-- start MATERIAL FOR THIS EXERCISE --

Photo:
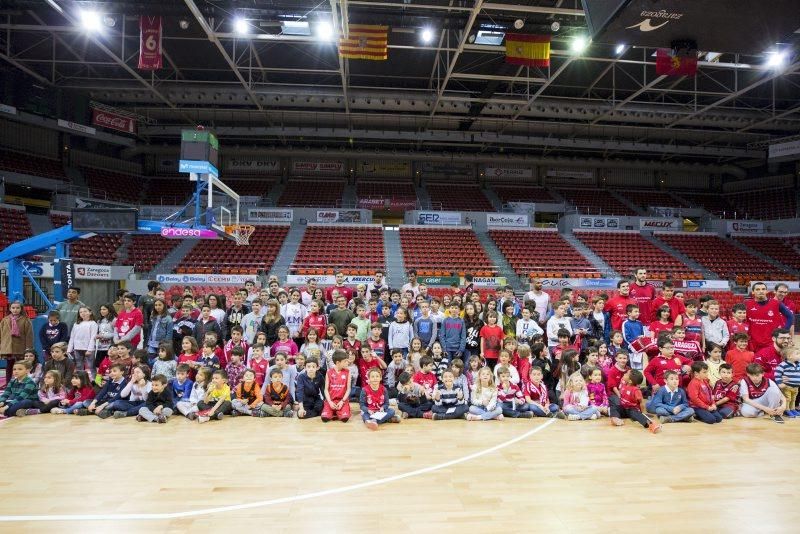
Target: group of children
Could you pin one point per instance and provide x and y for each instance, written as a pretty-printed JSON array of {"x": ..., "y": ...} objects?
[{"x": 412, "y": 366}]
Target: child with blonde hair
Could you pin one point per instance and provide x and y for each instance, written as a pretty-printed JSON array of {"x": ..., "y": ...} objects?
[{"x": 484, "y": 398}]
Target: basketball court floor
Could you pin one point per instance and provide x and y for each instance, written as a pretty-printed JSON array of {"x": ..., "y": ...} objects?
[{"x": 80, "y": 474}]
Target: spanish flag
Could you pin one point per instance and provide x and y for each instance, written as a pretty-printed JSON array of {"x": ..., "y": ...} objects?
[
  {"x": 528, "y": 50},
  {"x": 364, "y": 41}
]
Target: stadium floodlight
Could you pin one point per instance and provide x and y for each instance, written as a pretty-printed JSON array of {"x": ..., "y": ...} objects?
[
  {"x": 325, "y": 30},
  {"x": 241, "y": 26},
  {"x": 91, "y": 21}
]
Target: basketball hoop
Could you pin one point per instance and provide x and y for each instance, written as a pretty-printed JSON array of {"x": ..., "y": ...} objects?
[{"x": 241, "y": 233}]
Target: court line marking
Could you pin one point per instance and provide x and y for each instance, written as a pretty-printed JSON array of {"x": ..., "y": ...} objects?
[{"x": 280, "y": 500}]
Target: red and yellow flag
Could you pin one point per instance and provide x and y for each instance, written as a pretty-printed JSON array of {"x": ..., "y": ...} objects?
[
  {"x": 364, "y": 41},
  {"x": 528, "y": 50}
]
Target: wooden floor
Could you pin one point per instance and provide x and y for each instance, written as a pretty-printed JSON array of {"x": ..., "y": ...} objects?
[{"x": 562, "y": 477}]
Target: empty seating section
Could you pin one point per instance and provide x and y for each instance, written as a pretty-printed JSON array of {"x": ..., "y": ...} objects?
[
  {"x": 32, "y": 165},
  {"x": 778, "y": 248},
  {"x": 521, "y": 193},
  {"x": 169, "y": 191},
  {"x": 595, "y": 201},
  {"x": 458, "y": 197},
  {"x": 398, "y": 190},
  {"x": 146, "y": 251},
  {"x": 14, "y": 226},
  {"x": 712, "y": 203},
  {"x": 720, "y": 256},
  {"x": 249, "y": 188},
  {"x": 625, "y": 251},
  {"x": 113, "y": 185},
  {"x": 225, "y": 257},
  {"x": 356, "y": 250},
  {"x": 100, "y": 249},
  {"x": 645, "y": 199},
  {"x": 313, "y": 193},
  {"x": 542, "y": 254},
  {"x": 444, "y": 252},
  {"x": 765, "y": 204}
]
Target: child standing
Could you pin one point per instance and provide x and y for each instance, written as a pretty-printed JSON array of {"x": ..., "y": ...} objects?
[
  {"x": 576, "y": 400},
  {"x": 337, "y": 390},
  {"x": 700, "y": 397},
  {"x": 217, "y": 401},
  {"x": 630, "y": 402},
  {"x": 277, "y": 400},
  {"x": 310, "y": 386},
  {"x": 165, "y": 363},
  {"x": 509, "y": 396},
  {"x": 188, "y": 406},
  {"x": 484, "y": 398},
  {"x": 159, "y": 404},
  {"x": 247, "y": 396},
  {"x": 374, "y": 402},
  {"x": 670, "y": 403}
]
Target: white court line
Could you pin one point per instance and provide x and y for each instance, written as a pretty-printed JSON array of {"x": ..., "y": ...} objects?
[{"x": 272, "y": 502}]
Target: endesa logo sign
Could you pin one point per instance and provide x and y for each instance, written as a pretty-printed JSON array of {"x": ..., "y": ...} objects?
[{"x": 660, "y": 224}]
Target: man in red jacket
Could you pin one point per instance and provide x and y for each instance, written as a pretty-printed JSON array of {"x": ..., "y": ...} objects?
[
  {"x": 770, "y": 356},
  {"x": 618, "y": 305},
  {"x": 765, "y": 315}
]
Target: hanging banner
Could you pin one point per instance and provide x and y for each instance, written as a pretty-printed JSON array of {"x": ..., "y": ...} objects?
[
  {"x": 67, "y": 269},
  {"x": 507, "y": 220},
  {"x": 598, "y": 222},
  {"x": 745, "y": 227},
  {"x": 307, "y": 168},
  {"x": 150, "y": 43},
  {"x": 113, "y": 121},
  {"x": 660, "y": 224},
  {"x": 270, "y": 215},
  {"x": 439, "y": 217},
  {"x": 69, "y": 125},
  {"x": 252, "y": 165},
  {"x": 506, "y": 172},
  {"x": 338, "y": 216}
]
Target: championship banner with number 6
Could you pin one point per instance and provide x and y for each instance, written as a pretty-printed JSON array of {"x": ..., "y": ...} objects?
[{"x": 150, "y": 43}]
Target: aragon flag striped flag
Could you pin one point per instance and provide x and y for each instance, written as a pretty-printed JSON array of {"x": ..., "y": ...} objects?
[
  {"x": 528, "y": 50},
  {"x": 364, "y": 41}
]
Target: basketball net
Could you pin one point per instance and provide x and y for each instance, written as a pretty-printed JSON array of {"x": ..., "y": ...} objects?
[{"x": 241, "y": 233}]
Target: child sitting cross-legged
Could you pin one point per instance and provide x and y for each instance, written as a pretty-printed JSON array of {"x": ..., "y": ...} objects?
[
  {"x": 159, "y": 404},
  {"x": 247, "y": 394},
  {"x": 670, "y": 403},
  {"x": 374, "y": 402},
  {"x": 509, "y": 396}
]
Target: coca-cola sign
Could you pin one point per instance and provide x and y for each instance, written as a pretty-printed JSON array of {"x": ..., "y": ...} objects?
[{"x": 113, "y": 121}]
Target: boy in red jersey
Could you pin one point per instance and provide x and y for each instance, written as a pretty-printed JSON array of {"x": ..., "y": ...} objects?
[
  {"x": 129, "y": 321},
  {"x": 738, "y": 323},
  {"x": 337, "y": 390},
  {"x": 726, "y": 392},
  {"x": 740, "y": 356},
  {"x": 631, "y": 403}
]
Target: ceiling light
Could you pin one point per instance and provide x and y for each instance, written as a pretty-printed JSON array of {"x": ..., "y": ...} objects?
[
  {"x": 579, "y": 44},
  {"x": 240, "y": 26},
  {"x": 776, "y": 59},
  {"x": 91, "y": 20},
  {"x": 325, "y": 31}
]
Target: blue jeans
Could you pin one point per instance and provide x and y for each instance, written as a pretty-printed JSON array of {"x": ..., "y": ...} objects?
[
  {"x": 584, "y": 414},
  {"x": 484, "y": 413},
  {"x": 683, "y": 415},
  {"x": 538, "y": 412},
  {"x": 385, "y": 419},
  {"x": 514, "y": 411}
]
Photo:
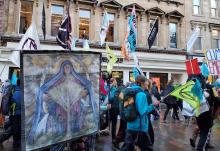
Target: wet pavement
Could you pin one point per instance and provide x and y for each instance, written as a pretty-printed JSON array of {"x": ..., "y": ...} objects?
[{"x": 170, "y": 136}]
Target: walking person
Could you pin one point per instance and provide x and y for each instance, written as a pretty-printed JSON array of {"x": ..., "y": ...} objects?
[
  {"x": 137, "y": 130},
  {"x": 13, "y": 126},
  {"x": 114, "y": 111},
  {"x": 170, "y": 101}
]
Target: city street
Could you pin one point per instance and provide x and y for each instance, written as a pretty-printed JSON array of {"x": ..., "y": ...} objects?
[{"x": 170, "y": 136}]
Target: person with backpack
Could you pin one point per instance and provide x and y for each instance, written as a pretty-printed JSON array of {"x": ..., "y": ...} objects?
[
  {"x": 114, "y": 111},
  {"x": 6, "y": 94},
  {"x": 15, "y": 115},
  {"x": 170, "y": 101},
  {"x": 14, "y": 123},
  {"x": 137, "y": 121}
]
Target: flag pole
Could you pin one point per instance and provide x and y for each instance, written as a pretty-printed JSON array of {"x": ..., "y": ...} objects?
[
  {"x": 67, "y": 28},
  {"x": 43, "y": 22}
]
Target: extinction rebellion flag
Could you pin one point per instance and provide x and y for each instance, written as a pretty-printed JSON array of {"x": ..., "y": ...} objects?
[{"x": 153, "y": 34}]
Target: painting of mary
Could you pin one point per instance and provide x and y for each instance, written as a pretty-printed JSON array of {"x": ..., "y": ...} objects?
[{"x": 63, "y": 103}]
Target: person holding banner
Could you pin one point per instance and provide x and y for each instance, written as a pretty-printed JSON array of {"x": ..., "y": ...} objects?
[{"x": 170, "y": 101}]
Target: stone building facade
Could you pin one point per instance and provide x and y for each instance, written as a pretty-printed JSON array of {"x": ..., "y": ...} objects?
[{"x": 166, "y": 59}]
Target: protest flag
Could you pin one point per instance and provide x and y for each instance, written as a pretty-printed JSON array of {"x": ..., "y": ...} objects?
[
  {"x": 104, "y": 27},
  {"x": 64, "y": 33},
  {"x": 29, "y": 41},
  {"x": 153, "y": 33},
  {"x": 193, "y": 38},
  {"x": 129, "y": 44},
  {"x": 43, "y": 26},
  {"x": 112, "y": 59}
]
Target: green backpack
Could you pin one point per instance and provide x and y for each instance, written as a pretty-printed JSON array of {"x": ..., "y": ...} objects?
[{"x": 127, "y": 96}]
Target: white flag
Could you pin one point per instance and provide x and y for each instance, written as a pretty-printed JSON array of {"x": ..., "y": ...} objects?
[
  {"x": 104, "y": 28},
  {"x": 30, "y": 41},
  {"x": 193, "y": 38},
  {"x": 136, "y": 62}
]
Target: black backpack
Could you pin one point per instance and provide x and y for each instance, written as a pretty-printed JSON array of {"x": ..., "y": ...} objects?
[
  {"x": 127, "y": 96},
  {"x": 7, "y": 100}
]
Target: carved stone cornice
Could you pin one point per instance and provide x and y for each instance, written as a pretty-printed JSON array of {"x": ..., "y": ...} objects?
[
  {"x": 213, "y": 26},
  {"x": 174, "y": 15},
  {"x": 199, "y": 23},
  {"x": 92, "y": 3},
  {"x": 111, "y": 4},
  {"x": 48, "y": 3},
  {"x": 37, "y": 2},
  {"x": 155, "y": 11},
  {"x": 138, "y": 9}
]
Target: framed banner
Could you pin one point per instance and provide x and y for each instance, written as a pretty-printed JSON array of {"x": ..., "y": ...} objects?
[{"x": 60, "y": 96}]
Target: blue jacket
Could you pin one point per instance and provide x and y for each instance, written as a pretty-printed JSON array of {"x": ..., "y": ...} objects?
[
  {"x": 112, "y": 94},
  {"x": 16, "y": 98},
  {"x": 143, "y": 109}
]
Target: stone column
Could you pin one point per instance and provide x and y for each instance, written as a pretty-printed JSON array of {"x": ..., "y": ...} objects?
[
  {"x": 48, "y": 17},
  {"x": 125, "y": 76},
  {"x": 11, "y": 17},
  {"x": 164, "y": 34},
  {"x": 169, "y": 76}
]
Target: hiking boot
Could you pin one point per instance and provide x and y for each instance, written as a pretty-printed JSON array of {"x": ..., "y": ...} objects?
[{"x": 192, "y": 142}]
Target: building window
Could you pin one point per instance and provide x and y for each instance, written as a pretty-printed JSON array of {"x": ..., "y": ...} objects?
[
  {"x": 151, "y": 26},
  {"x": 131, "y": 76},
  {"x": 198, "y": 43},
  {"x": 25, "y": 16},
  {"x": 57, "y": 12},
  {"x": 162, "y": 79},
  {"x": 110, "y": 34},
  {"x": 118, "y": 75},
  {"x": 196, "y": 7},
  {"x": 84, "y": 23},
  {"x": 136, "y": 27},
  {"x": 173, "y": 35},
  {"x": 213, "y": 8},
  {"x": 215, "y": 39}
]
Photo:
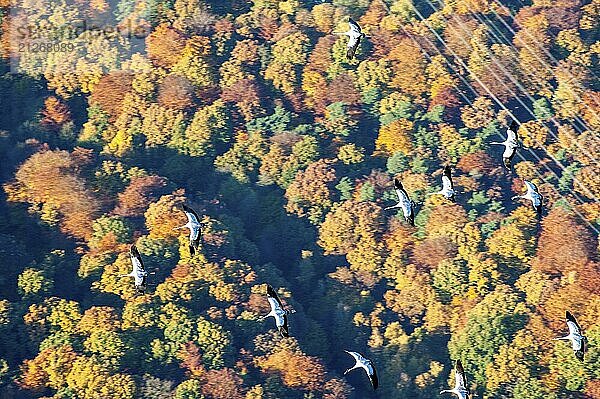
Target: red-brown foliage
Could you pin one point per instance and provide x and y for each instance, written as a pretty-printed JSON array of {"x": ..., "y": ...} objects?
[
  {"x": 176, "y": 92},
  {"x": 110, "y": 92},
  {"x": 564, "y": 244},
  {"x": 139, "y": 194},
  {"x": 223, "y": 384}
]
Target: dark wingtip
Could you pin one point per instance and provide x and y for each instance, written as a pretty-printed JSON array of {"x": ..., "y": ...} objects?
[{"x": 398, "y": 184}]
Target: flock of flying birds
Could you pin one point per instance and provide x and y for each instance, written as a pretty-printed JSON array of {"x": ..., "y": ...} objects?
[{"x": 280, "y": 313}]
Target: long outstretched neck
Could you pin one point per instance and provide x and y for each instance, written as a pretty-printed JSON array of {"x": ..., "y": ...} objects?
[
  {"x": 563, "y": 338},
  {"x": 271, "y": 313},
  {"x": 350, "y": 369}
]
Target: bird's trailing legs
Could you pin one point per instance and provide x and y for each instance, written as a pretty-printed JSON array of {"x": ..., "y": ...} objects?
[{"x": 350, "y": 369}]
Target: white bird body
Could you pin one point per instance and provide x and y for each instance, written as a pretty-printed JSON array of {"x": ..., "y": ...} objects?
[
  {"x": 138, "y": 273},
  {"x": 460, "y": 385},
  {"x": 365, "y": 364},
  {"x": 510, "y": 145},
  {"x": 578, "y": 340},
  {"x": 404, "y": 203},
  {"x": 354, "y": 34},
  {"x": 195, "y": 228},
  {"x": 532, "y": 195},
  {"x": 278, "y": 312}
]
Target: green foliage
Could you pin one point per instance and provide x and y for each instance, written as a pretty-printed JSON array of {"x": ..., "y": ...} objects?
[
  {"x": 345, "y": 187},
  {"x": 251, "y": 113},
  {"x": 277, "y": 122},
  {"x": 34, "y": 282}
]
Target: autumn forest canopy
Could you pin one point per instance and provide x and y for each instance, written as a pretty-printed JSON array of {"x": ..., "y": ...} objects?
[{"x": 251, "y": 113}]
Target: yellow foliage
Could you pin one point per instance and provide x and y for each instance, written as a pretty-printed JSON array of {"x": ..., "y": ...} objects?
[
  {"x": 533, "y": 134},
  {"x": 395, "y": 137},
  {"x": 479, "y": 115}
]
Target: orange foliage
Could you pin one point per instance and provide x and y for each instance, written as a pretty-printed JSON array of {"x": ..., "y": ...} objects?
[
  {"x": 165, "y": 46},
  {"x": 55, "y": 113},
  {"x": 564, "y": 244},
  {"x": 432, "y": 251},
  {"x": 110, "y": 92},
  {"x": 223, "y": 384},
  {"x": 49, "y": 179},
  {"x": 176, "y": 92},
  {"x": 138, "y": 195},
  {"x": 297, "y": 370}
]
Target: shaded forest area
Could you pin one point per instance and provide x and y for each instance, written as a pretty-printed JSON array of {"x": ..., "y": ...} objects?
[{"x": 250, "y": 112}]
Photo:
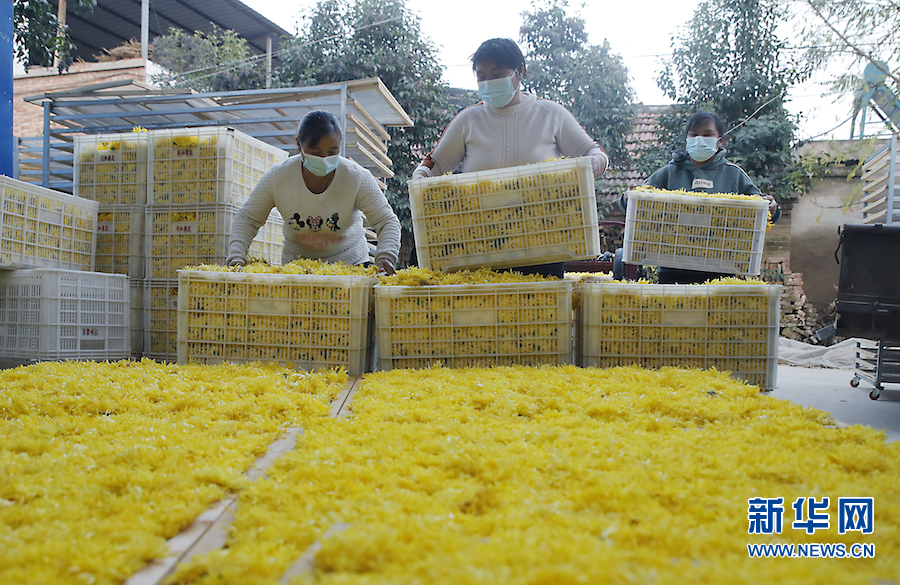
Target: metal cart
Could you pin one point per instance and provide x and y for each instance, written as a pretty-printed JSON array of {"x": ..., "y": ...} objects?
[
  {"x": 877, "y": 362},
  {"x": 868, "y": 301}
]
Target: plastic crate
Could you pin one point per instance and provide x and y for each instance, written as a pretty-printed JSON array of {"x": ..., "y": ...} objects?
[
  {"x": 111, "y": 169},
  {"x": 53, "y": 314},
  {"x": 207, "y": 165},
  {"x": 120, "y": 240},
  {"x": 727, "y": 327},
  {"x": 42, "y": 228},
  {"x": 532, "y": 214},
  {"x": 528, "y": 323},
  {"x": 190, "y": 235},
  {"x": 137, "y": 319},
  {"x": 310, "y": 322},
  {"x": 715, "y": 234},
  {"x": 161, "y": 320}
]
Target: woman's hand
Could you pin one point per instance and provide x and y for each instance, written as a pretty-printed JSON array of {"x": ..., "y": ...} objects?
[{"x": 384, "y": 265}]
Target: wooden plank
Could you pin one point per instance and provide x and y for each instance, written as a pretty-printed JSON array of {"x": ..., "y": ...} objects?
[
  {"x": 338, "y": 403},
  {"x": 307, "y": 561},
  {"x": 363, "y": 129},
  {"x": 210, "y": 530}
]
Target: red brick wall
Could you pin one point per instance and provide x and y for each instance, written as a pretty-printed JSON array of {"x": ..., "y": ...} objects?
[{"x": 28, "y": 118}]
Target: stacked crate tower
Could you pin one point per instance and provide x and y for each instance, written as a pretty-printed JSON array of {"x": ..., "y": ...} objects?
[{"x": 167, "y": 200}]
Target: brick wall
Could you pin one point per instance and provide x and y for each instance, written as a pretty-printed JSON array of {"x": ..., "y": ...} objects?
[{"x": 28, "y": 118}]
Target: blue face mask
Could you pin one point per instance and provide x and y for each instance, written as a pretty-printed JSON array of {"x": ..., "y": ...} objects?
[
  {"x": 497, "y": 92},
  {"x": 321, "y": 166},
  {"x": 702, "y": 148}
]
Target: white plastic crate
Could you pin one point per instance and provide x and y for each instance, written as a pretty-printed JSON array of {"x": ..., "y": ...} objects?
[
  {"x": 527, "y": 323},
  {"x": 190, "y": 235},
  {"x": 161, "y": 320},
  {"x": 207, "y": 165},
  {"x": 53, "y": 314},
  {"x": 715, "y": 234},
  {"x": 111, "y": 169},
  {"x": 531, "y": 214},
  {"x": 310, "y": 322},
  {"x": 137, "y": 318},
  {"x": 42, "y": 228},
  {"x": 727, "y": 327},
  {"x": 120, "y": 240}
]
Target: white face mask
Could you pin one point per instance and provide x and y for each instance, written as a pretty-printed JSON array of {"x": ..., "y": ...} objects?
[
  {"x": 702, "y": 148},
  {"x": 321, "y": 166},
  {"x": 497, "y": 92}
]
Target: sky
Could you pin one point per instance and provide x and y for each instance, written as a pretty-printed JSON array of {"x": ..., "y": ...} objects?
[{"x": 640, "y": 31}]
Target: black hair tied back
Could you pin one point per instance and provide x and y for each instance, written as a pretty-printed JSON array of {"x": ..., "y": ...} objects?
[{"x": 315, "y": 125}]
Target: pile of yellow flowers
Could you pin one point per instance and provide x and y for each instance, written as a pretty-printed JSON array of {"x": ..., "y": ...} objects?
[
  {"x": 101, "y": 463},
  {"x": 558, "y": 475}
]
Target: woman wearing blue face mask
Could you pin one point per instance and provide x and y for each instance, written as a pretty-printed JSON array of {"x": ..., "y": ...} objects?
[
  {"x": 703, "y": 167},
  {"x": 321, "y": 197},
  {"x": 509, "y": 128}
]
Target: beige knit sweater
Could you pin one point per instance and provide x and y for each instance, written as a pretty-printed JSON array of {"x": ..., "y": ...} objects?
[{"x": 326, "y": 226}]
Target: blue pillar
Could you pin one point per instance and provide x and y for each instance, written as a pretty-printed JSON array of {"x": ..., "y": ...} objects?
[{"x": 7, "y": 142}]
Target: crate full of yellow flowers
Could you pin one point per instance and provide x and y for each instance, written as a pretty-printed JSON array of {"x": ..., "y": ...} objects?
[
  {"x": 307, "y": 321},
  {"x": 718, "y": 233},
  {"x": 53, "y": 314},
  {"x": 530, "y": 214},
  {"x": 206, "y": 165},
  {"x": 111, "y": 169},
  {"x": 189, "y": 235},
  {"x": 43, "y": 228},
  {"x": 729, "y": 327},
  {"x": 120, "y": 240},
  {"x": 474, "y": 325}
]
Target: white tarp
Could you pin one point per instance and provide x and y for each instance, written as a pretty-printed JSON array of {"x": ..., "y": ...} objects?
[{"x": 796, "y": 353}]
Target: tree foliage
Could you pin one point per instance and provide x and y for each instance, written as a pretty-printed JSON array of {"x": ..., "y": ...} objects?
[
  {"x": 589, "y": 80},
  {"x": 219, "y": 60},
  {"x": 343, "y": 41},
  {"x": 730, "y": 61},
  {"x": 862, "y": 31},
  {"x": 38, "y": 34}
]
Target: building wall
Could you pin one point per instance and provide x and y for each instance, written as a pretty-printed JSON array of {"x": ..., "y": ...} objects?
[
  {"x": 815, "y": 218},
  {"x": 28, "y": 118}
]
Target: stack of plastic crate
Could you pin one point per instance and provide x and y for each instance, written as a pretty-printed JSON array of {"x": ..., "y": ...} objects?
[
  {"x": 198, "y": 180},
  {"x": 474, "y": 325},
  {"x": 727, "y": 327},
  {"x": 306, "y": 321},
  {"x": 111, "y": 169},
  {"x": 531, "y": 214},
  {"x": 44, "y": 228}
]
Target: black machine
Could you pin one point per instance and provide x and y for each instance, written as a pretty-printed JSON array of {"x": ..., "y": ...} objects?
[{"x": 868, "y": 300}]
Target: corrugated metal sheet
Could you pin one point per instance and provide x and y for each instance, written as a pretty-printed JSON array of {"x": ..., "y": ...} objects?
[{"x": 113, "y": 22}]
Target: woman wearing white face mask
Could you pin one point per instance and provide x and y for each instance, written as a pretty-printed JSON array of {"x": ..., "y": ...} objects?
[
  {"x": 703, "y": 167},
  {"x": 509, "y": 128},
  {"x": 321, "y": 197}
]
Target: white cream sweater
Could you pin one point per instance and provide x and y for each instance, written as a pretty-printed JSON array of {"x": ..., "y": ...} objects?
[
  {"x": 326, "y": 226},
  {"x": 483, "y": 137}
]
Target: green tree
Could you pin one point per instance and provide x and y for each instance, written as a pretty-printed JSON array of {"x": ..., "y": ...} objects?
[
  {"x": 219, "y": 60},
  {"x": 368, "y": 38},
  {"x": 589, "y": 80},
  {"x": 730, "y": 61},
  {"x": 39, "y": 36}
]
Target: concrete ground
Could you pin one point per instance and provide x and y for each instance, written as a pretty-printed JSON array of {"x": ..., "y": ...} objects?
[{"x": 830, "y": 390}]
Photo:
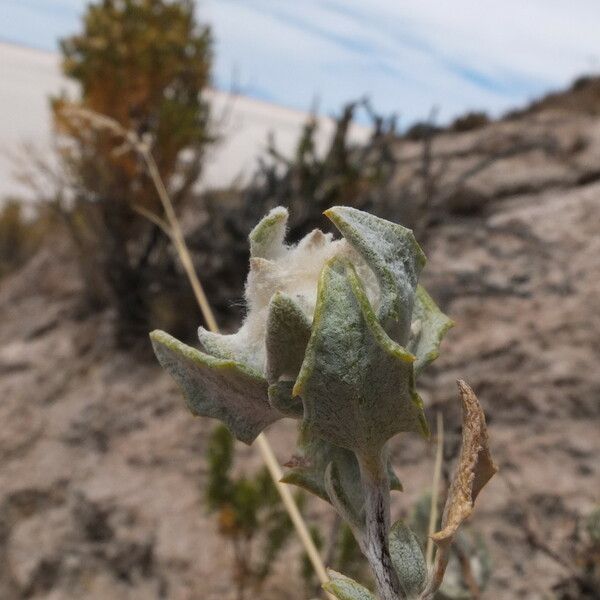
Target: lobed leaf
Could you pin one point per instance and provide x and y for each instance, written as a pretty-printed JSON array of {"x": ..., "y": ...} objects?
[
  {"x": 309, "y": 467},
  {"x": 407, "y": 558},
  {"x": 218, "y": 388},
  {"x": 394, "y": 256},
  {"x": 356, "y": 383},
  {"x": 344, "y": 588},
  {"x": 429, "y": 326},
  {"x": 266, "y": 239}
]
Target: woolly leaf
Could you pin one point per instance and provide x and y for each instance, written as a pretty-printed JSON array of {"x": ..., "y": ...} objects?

-- end MATERIAL FOR THIS EXERCISE --

**EXERCISE GOAL:**
Can you quote exactly the lines from the one containing "Target: woolly leaf" through the last line of the records above, and nothing else?

**WORKED SOLUTION:**
Target: woolly leaf
Could you pin one point per instance and provide x and y for each instance, written as a pretty-printed JSON array of {"x": ..., "y": ...} objects?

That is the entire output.